WORK TO COMPLETE: Copy out the rows, from the line containing "Can you see the gravel" through the end of the rows, both ends included, and leave the requests unchanged. In the answers, scale every coordinate by 2.55 and round it to a whole number, with halves rounding up.

GIVEN DATA:
## begin
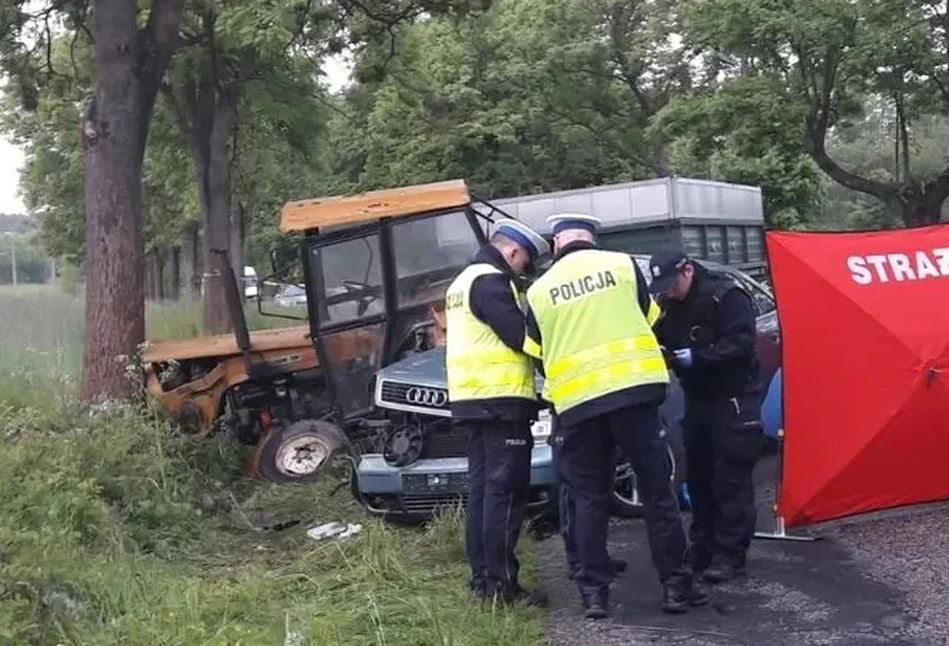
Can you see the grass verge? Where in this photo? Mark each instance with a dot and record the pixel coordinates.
(115, 530)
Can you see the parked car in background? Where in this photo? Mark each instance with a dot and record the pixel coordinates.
(416, 386)
(251, 288)
(290, 296)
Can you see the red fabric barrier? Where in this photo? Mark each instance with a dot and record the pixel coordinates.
(865, 333)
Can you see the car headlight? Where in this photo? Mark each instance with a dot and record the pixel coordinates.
(541, 428)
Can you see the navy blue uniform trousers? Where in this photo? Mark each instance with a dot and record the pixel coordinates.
(723, 441)
(586, 459)
(499, 460)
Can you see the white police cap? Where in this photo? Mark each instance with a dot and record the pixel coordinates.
(524, 236)
(560, 222)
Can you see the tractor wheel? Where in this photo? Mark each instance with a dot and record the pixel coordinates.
(298, 452)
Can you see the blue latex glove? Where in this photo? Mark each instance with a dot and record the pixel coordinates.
(683, 357)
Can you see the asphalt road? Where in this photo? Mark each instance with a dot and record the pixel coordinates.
(881, 580)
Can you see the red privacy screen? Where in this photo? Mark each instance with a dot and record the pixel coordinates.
(865, 329)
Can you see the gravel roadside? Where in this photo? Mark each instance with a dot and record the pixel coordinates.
(875, 580)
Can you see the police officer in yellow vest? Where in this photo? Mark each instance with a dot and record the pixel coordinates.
(589, 321)
(493, 398)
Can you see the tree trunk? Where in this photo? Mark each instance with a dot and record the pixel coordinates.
(237, 241)
(213, 163)
(130, 63)
(174, 272)
(160, 274)
(192, 260)
(920, 209)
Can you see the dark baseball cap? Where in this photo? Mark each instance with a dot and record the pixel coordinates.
(664, 266)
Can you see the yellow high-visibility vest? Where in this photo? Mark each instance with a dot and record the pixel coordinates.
(596, 339)
(479, 364)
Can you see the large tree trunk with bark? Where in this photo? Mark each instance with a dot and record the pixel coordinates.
(238, 233)
(213, 164)
(191, 260)
(129, 65)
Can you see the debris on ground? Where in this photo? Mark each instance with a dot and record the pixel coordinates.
(334, 529)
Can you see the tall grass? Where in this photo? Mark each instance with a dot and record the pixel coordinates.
## end
ANSWER TO THIS EXERCISE:
Can you see the gravel roadside? Where in this photo? Mark each instance with a dot and record the pixel coordinates.
(2231, 1479)
Can you see the police officer in yellow vest? Where in this photo? Mark each instance with a dot and record the pixel coordinates.
(1502, 819)
(1257, 1015)
Can you see the tree trunk? Where in this photo? Mark each instance with a dot and record the pixel coordinates.
(604, 615)
(543, 416)
(332, 161)
(444, 694)
(408, 699)
(490, 663)
(2346, 533)
Can you see the dark baseball cap? Where in this photo? Mark each instance with a dot and record the pixel coordinates.
(1693, 678)
Can you see the yellow high-visibility vest? Where in this photo? Mark each instance with a dot and record the pixel coordinates.
(1520, 864)
(1221, 928)
Can you see the large tree trunk with bark? Where in this photo? Mark each instance with a dot and record the pixel coordinates.
(607, 594)
(543, 418)
(487, 663)
(329, 166)
Can you see the debris on ground? Where in this photo? Mark each instance with a dot and record the pixel coordinates.
(852, 1349)
Can you see the tall grass? Where in this photo? Mark each instance with a dot and record the pixel coordinates.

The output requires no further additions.